[What is required]: Could you reproduce the passage below on parallel universes and alternate-history speculation word for word, in full?

** start of Provided passage **

Parallel universes may be becoming fashionable. Robert Harris's 1992 novel, "Fatherland," set in Europe after a Nazi victory in World War II, was made into a well-received cable television movie last year. On March 22,1996, the FOX network premiered a new series, "Sliders," in which a school science project permits the protagonists to move between worlds like our own, but with different histories. My own interest in all this is that I am a regular on an Internet Newsgroup called "alt.history.what-if." If you are one of those sensible people whose eyes now glaze over at the mention of the Internet, rest assured that your are not in for more cyber-hype here. The "what-if" group is just a forum for people to exchange speculation on what the world would be like if the Carthagenians had won the Punic Wars, or if the Spanish Armada had landed in England, or if the South had won the Civil War (there is always lots of discussion of the last one). In any event, many of these discussions allude to the role of religion in Western history, mostly in a disparaging fashion. I wrote this submission for Christmas, 1994, to make the other regulars think through the implications of this attitude. The piece caused enough of a commotion that it seemed like a good idea to take it out of cyberspace and put it into the light common day.

** end of Provided passage **
** start of Data extract **

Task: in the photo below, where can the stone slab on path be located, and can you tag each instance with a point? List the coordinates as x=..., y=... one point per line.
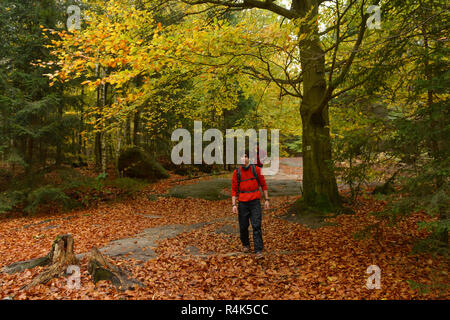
x=142, y=246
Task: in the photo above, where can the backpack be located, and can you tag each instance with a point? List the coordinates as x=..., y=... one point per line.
x=255, y=176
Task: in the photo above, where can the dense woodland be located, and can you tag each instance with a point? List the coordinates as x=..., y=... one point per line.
x=87, y=111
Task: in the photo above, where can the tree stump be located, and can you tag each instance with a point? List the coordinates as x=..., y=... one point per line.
x=100, y=269
x=61, y=256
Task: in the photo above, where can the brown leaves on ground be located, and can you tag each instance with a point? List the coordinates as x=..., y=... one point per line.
x=299, y=263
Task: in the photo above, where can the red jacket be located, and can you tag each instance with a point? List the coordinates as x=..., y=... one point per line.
x=248, y=185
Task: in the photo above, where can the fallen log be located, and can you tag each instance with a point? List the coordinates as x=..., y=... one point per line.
x=100, y=269
x=62, y=255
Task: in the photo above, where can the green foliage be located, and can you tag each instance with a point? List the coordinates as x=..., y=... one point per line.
x=135, y=163
x=47, y=195
x=10, y=200
x=129, y=185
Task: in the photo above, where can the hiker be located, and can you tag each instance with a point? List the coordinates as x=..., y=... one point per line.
x=247, y=179
x=259, y=161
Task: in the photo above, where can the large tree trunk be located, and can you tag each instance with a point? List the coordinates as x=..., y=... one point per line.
x=319, y=182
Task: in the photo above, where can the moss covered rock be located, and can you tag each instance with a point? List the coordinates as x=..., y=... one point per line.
x=135, y=163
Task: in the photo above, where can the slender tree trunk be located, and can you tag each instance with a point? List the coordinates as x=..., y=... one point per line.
x=136, y=127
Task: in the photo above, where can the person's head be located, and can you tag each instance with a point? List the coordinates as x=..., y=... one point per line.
x=245, y=158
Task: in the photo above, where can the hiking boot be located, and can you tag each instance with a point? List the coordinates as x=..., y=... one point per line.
x=258, y=255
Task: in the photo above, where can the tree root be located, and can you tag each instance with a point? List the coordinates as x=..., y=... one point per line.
x=100, y=269
x=61, y=256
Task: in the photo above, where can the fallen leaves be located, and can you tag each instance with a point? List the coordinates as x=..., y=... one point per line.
x=299, y=263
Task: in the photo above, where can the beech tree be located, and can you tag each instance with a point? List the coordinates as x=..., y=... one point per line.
x=323, y=42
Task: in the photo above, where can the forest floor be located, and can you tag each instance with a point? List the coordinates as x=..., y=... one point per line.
x=188, y=248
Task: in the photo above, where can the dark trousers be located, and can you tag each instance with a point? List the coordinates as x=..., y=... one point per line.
x=250, y=210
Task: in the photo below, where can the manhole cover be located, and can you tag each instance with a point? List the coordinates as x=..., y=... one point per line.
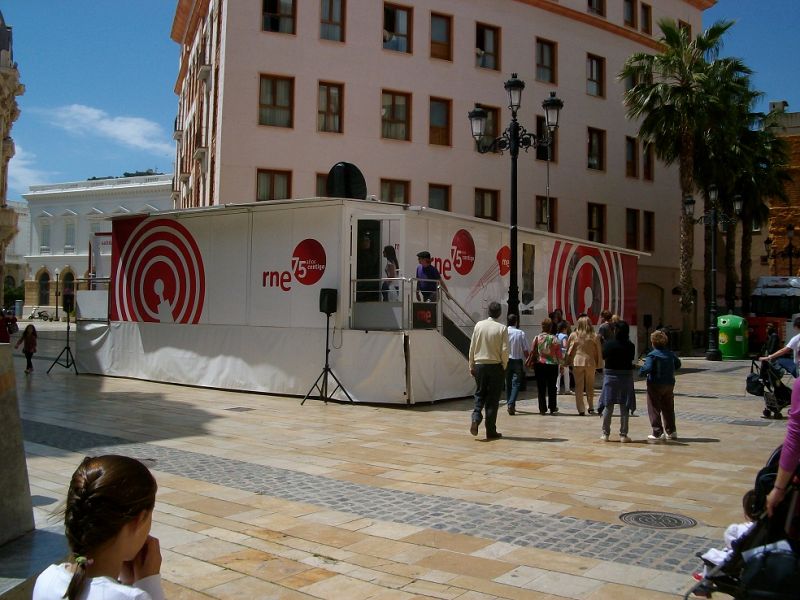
x=657, y=520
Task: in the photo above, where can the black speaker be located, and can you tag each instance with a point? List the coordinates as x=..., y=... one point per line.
x=345, y=180
x=327, y=300
x=68, y=301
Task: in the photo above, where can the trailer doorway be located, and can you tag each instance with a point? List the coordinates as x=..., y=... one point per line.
x=377, y=301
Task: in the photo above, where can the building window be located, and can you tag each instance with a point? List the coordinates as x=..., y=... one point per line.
x=548, y=152
x=631, y=157
x=646, y=18
x=396, y=116
x=273, y=185
x=439, y=196
x=441, y=36
x=649, y=241
x=329, y=107
x=44, y=236
x=546, y=213
x=596, y=151
x=397, y=28
x=631, y=229
x=629, y=12
x=546, y=60
x=492, y=127
x=276, y=101
x=595, y=75
x=487, y=47
x=279, y=16
x=597, y=7
x=322, y=185
x=486, y=204
x=331, y=22
x=439, y=129
x=648, y=161
x=596, y=221
x=394, y=190
x=69, y=237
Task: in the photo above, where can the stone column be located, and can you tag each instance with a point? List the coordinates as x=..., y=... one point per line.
x=16, y=509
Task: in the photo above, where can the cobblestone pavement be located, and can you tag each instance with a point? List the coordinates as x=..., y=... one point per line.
x=261, y=497
x=664, y=550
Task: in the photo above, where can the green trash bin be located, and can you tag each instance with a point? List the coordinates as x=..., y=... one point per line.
x=733, y=339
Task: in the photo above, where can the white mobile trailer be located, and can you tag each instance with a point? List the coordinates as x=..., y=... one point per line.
x=230, y=296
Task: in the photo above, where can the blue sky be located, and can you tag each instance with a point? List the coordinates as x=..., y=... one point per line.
x=99, y=76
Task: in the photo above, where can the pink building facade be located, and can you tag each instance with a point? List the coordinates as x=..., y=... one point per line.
x=273, y=93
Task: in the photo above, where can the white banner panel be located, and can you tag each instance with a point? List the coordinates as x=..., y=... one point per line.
x=263, y=359
x=295, y=253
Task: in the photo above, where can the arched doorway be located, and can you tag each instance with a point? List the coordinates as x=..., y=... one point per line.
x=44, y=289
x=68, y=282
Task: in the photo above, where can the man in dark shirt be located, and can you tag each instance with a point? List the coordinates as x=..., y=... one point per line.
x=427, y=278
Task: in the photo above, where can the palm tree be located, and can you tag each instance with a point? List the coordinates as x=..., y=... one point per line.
x=673, y=100
x=720, y=157
x=762, y=178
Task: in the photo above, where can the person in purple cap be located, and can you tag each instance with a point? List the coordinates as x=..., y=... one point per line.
x=427, y=278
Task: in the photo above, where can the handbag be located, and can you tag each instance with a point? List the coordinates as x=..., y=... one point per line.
x=533, y=356
x=11, y=326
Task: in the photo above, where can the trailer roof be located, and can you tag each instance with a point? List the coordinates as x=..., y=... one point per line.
x=391, y=206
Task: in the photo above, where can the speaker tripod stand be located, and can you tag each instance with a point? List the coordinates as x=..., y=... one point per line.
x=69, y=359
x=321, y=384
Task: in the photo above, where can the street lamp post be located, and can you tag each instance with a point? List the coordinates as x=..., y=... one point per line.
x=57, y=291
x=712, y=218
x=512, y=139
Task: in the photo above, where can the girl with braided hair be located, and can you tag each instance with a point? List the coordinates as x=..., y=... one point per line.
x=107, y=519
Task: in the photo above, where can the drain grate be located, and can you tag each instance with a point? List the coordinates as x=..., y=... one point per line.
x=657, y=520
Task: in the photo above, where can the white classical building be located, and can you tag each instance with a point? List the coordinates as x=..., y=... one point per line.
x=273, y=93
x=64, y=220
x=10, y=88
x=16, y=269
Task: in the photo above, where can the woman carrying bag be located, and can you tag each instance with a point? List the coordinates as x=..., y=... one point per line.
x=546, y=356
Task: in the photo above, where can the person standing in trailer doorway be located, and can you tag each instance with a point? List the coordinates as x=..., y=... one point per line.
x=390, y=289
x=488, y=358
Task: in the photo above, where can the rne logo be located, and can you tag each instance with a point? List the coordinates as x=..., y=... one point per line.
x=308, y=266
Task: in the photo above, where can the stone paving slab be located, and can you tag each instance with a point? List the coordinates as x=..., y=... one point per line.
x=260, y=497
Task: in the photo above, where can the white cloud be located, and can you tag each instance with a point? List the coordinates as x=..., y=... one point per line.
x=22, y=173
x=131, y=132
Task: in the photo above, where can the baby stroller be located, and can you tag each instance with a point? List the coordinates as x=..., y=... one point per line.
x=765, y=562
x=774, y=383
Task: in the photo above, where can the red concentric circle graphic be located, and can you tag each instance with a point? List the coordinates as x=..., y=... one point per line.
x=462, y=252
x=160, y=275
x=308, y=262
x=584, y=279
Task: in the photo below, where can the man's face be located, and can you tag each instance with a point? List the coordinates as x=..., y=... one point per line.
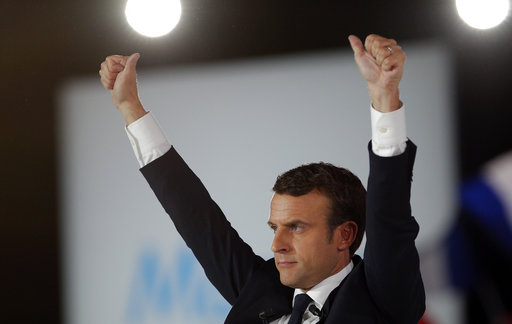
x=302, y=251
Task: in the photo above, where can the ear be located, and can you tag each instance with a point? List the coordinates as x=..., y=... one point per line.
x=345, y=235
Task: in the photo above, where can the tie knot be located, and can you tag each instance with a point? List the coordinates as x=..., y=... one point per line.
x=300, y=304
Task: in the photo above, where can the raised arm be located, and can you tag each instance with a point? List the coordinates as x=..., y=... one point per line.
x=381, y=63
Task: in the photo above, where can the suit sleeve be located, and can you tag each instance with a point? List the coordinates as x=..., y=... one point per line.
x=227, y=260
x=391, y=259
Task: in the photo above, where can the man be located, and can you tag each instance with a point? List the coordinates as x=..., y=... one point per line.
x=317, y=215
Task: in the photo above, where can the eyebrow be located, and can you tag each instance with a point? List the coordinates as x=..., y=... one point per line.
x=289, y=223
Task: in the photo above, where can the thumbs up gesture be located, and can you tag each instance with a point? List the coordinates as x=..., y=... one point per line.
x=118, y=74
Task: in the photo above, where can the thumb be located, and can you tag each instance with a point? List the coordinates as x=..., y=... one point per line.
x=357, y=45
x=131, y=62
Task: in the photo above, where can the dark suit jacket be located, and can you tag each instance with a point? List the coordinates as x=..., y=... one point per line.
x=385, y=287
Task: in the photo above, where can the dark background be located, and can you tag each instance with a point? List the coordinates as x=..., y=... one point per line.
x=45, y=42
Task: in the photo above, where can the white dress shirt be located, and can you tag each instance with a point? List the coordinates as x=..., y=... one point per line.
x=388, y=139
x=388, y=136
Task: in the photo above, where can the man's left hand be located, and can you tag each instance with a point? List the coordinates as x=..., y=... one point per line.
x=381, y=63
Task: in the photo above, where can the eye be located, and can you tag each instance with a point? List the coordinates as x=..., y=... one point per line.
x=296, y=227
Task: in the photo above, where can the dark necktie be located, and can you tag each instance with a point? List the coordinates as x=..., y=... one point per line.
x=300, y=304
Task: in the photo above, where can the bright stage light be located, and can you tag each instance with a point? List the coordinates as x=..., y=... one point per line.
x=483, y=14
x=153, y=18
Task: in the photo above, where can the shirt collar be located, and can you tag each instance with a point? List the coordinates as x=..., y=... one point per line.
x=321, y=291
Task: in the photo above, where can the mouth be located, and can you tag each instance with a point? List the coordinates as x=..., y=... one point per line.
x=285, y=264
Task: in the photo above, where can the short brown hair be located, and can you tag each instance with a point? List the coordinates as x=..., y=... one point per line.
x=345, y=191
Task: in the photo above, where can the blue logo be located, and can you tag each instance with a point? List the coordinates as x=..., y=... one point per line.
x=174, y=289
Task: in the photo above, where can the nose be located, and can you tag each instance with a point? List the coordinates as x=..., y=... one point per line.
x=280, y=244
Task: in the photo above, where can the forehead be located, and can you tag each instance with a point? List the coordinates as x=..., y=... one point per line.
x=307, y=207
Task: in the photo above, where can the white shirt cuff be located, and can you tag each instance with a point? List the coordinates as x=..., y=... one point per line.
x=147, y=139
x=388, y=132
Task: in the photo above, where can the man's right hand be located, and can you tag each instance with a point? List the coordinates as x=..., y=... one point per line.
x=118, y=74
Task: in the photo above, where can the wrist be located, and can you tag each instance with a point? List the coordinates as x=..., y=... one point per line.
x=385, y=100
x=131, y=111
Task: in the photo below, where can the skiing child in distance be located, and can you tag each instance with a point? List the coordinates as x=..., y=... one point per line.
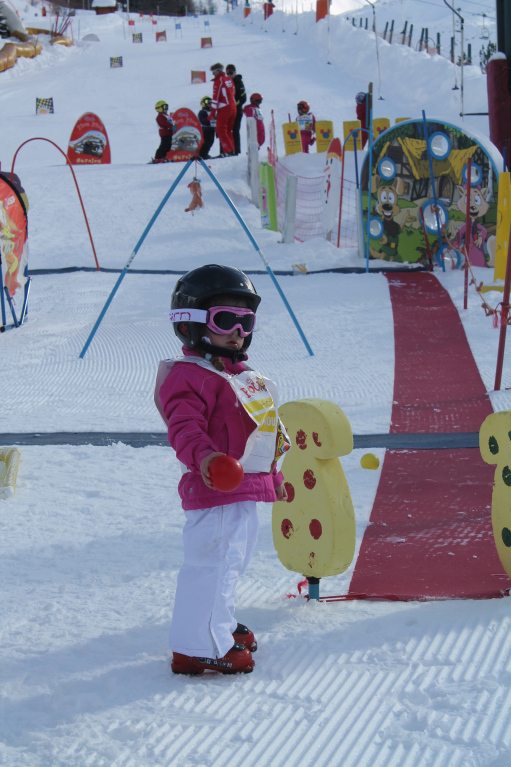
x=253, y=110
x=165, y=129
x=307, y=125
x=207, y=125
x=223, y=109
x=240, y=96
x=208, y=399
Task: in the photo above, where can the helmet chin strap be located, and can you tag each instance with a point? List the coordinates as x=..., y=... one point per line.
x=210, y=350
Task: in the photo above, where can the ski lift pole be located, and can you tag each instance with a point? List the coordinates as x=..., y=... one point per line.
x=133, y=254
x=369, y=173
x=468, y=233
x=433, y=189
x=462, y=57
x=259, y=253
x=504, y=316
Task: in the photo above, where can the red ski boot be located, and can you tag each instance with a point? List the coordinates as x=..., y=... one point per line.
x=243, y=636
x=237, y=661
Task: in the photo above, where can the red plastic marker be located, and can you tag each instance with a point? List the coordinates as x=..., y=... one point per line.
x=226, y=473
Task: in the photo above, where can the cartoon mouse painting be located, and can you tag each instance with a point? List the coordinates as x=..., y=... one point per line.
x=478, y=206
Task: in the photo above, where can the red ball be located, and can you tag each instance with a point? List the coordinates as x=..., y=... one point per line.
x=226, y=473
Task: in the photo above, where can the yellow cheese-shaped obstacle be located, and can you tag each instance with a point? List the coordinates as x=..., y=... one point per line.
x=495, y=447
x=9, y=464
x=314, y=530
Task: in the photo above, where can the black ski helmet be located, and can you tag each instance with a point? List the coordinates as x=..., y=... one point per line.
x=196, y=290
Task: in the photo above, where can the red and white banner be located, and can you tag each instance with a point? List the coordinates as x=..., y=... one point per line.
x=13, y=236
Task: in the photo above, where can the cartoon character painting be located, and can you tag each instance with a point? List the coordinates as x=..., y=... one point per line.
x=478, y=253
x=416, y=196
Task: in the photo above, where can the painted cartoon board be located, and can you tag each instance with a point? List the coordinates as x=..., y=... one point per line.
x=495, y=447
x=187, y=138
x=88, y=143
x=314, y=530
x=418, y=194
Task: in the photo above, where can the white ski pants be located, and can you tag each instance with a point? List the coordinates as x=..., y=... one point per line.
x=218, y=544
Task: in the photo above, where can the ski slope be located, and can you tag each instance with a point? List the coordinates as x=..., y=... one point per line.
x=90, y=544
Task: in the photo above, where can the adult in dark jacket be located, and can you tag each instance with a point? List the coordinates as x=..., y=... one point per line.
x=208, y=127
x=165, y=129
x=241, y=97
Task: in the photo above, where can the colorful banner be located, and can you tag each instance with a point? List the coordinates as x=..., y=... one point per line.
x=88, y=143
x=187, y=138
x=322, y=9
x=292, y=140
x=350, y=143
x=267, y=197
x=324, y=134
x=332, y=187
x=13, y=236
x=44, y=106
x=198, y=76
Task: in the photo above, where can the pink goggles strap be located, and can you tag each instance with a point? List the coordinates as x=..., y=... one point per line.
x=207, y=317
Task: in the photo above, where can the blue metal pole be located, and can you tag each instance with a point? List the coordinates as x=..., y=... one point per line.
x=261, y=256
x=134, y=253
x=2, y=300
x=369, y=185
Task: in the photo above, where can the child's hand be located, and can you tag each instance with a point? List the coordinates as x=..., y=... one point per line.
x=204, y=469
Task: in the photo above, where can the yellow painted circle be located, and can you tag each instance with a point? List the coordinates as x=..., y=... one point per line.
x=369, y=461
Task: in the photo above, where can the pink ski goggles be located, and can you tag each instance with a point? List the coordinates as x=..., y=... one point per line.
x=221, y=320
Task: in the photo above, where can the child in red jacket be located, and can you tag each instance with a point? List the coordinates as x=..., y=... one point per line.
x=307, y=125
x=214, y=405
x=165, y=129
x=252, y=110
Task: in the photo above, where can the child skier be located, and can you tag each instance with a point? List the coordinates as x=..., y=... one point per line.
x=208, y=399
x=223, y=109
x=165, y=129
x=307, y=124
x=207, y=125
x=252, y=110
x=240, y=98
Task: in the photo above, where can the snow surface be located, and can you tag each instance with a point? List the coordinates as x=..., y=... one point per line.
x=90, y=543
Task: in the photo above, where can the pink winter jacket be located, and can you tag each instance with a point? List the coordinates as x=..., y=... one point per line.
x=203, y=416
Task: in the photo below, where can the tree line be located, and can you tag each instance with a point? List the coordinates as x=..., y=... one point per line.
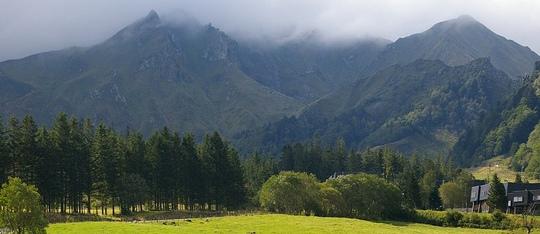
x=417, y=177
x=78, y=167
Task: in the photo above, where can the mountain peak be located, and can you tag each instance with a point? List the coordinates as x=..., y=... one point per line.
x=152, y=16
x=464, y=19
x=458, y=24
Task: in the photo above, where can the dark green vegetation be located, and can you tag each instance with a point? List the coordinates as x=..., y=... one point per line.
x=195, y=78
x=354, y=195
x=81, y=169
x=457, y=42
x=425, y=106
x=510, y=130
x=20, y=208
x=77, y=167
x=148, y=75
x=417, y=178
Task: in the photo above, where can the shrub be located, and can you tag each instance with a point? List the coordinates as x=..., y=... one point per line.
x=498, y=216
x=20, y=208
x=453, y=218
x=432, y=217
x=291, y=193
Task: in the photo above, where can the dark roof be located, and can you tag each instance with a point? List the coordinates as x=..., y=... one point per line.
x=481, y=192
x=511, y=187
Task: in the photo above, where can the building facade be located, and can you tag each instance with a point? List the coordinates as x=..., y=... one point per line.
x=520, y=196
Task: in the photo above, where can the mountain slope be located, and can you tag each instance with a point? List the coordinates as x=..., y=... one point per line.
x=457, y=42
x=423, y=107
x=503, y=130
x=307, y=68
x=148, y=75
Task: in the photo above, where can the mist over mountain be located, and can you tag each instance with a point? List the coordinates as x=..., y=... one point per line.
x=419, y=94
x=421, y=107
x=457, y=42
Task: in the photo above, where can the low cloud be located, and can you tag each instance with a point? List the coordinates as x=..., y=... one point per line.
x=29, y=26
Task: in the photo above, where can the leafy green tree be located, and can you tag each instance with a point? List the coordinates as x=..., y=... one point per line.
x=20, y=208
x=451, y=195
x=235, y=190
x=518, y=179
x=368, y=196
x=497, y=194
x=429, y=190
x=408, y=182
x=291, y=193
x=4, y=157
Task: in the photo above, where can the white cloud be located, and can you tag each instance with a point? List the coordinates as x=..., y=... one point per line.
x=31, y=26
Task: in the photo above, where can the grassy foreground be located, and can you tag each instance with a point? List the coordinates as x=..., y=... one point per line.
x=272, y=223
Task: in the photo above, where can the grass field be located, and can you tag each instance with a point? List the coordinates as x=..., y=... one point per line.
x=499, y=165
x=271, y=223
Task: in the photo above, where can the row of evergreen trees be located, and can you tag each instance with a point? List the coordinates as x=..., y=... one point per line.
x=77, y=166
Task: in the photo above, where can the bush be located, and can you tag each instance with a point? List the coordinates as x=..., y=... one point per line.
x=498, y=216
x=20, y=208
x=453, y=218
x=291, y=193
x=432, y=217
x=472, y=220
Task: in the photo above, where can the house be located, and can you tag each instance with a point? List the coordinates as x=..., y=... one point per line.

** end of Data extract **

[Solution to this problem]:
Parallel universes may be becoming fashionable. Robert Harris's 1992 novel, "Fatherland," set in Europe after a Nazi victory in World War II, was made into a well-received cable television movie last year. On March 22,1996, the FOX network premiered a new series, "Sliders," in which a school science project permits the protagonists to move between worlds like our own, but with different histories. My own interest in all this is that I am a regular on an Internet Newsgroup called "alt.history.what-if." If you are one of those sensible people whose eyes now glaze over at the mention of the Internet, rest assured that your are not in for more cyber-hype here. The "what-if" group is just a forum for people to exchange speculation on what the world would be like if the Carthagenians had won the Punic Wars, or if the Spanish Armada had landed in England, or if the South had won the Civil War (there is always lots of discussion of the last one). In any event, many of these discussions allude to the role of religion in Western history, mostly in a disparaging fashion. I wrote this submission for Christmas, 1994, to make the other regulars think through the implications of this attitude. The piece caused enough of a commotion that it seemed like a good idea to take it out of cyberspace and put it into the light common day.